• **WHAT THIS TASK INVOLVES**: Write out the lines below again, replacing "single point" with "single dot" everywhere and leaving everything else as it is. Don't include the pictures.

(Dataset rows)
------------------------------------

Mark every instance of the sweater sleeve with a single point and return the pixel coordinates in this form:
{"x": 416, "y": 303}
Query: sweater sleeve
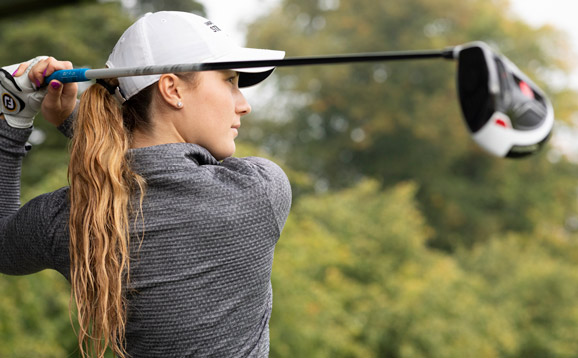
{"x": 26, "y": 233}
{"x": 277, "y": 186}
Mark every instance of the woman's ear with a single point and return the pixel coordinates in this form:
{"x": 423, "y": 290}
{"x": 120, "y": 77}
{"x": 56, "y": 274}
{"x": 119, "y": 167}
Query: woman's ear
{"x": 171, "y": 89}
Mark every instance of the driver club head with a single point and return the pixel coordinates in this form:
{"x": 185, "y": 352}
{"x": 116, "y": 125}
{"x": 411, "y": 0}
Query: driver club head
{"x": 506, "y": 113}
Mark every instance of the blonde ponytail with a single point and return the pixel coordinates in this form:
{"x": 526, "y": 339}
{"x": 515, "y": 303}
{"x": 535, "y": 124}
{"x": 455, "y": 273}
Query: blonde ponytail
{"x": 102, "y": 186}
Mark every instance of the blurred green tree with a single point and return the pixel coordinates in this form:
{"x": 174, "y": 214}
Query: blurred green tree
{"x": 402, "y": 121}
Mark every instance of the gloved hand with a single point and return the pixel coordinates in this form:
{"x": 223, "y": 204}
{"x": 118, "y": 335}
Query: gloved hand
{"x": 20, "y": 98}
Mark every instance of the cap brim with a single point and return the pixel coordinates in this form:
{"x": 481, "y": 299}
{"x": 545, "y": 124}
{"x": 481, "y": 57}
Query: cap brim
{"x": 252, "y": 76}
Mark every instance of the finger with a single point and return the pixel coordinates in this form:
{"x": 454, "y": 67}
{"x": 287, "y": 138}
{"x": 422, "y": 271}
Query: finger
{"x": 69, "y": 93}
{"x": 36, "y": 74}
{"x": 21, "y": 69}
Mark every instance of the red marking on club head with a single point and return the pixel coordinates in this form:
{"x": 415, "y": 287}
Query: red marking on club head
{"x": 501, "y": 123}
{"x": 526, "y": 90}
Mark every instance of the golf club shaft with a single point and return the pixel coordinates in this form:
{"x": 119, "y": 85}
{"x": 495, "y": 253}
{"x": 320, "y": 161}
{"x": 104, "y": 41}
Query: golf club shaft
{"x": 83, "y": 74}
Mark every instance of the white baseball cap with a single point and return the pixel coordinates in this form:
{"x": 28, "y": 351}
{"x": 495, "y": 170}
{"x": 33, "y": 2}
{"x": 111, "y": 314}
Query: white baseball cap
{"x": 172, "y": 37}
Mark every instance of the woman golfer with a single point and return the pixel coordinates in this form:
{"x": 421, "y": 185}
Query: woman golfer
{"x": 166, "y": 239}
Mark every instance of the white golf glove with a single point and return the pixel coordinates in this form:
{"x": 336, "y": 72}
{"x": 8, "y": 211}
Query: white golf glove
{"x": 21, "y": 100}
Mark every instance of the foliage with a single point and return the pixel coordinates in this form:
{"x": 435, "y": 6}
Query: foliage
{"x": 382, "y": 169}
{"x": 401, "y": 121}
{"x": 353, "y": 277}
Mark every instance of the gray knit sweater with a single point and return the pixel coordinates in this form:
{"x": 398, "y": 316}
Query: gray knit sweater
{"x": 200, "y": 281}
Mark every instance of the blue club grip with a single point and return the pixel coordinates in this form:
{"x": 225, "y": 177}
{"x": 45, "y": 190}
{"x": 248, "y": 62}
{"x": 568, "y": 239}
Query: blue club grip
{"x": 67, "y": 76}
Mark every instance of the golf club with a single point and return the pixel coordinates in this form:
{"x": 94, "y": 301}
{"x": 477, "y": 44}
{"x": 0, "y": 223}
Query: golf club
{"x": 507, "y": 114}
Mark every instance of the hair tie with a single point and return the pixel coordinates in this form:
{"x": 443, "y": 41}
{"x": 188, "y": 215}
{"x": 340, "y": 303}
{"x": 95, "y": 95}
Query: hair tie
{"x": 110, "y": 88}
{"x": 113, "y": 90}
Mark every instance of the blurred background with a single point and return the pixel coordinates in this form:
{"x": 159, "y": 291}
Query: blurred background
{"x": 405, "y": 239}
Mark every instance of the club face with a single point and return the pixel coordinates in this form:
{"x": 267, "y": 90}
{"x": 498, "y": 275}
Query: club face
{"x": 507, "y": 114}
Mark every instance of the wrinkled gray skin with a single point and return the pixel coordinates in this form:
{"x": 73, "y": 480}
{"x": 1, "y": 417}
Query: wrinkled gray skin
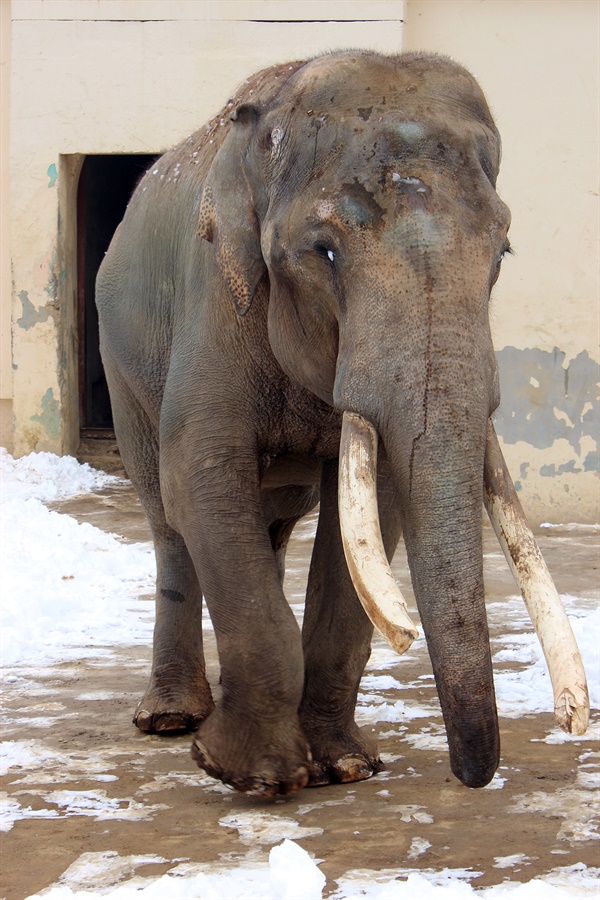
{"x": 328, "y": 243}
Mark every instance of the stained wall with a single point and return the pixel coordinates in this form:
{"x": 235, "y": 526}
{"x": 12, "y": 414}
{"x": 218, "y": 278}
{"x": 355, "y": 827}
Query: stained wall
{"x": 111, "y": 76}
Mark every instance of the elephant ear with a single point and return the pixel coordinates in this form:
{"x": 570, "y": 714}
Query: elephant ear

------------------------------------

• **ANSWER**:
Mark every instance of the sweater sleeve with a single dot and return the pixel coordinates in this form:
{"x": 416, "y": 303}
Query: sweater sleeve
{"x": 26, "y": 233}
{"x": 277, "y": 186}
Mark every instance of the woman's ear with a single dot and return the pixel coordinates in this form:
{"x": 423, "y": 290}
{"x": 120, "y": 77}
{"x": 56, "y": 274}
{"x": 119, "y": 167}
Query: woman's ear
{"x": 171, "y": 89}
Mark every instance of the driver club head with a single dot and return the pixel coordinates in this form:
{"x": 185, "y": 352}
{"x": 116, "y": 125}
{"x": 411, "y": 0}
Query: driver club head
{"x": 506, "y": 113}
Mark every instance of the blonde ponytail with a single dot and return the pixel coordinates in this form:
{"x": 526, "y": 339}
{"x": 515, "y": 303}
{"x": 535, "y": 124}
{"x": 455, "y": 273}
Query: blonde ponytail
{"x": 102, "y": 186}
Mark every instance of the blurred green tree with a single dot and return the pixel coordinates in this form:
{"x": 174, "y": 214}
Query: blurred green tree
{"x": 402, "y": 121}
Mark every instance of the gloved hand with a single dot and return the pixel coordinates in this form:
{"x": 223, "y": 204}
{"x": 118, "y": 335}
Query: gloved hand
{"x": 20, "y": 98}
Mark every instance of the cap brim with a single dot and return the pixel coordinates in this form:
{"x": 481, "y": 299}
{"x": 545, "y": 124}
{"x": 481, "y": 57}
Query: cap brim
{"x": 252, "y": 76}
Mark every instance of the finger with a single dot and return the pixel coordinates in this form:
{"x": 454, "y": 67}
{"x": 287, "y": 138}
{"x": 422, "y": 271}
Query: finger
{"x": 69, "y": 93}
{"x": 36, "y": 74}
{"x": 21, "y": 69}
Mark every instance of the red marking on club head with a single dot and return the pixel coordinates in this form:
{"x": 415, "y": 287}
Query: red marking on club head
{"x": 501, "y": 123}
{"x": 526, "y": 90}
Mark every instance of the golf club shaft with a single dot and return the pixel coordinates in this form:
{"x": 119, "y": 85}
{"x": 495, "y": 253}
{"x": 320, "y": 161}
{"x": 104, "y": 41}
Query: golf club shaft
{"x": 83, "y": 74}
Mark every instance of the white baseball cap with a single dot and return the pixel coordinates in this form:
{"x": 28, "y": 351}
{"x": 495, "y": 170}
{"x": 33, "y": 2}
{"x": 111, "y": 314}
Query: white baseball cap
{"x": 172, "y": 37}
Mark every instance of the woman golfer with a single dot and return the pixel coordinates in this form:
{"x": 421, "y": 185}
Query: woman golfer
{"x": 166, "y": 239}
Mark every instance of the white golf glove with a single dot and return the pixel coordinates in this form:
{"x": 336, "y": 72}
{"x": 8, "y": 211}
Query: white golf glove
{"x": 21, "y": 100}
Mark every instance of the foliage with a single dot and return the pixel coordinates in this form:
{"x": 435, "y": 6}
Query: foliage
{"x": 382, "y": 169}
{"x": 401, "y": 121}
{"x": 353, "y": 277}
Mark every instance of the gray knit sweater with a single dot and return the pixel coordinates in this form:
{"x": 398, "y": 316}
Query: gray knit sweater
{"x": 200, "y": 281}
Mark every instance of the blue club grip with a single dot and return the pixel coordinates in this form:
{"x": 225, "y": 177}
{"x": 45, "y": 190}
{"x": 248, "y": 62}
{"x": 568, "y": 239}
Query: blue club grip
{"x": 67, "y": 76}
Mark every instance of the golf club with a single dot and return the pixel coordinates in this form:
{"x": 94, "y": 301}
{"x": 477, "y": 44}
{"x": 0, "y": 223}
Query: golf club
{"x": 507, "y": 114}
Mark every instance of the hair tie with a single dot and return the pixel coordinates in this form:
{"x": 443, "y": 41}
{"x": 188, "y": 215}
{"x": 340, "y": 303}
{"x": 95, "y": 95}
Query: hair tie
{"x": 110, "y": 88}
{"x": 113, "y": 90}
Mark every instance of the blurred background with a single dot and return the pixel coordinates in this form:
{"x": 159, "y": 291}
Query: blurred background
{"x": 405, "y": 239}
Mark every instance of the club face with a single dot and return the pixel coordinates in this form:
{"x": 267, "y": 90}
{"x": 498, "y": 275}
Query: club face
{"x": 507, "y": 114}
Mark every instance of the wrinkled gray skin with a single dot and return the pixel coordinates in this form:
{"x": 73, "y": 480}
{"x": 1, "y": 417}
Query: wrinkled gray skin
{"x": 328, "y": 243}
Mark every instance of the stained wall with a single dot and return the pixel coordinates in this form:
{"x": 235, "y": 526}
{"x": 12, "y": 414}
{"x": 218, "y": 278}
{"x": 355, "y": 827}
Query: stained wall
{"x": 111, "y": 76}
Mark every instance of the elephant ear with a single dot and return the pixel coordinates in this form:
{"x": 570, "y": 714}
Query: elephant ear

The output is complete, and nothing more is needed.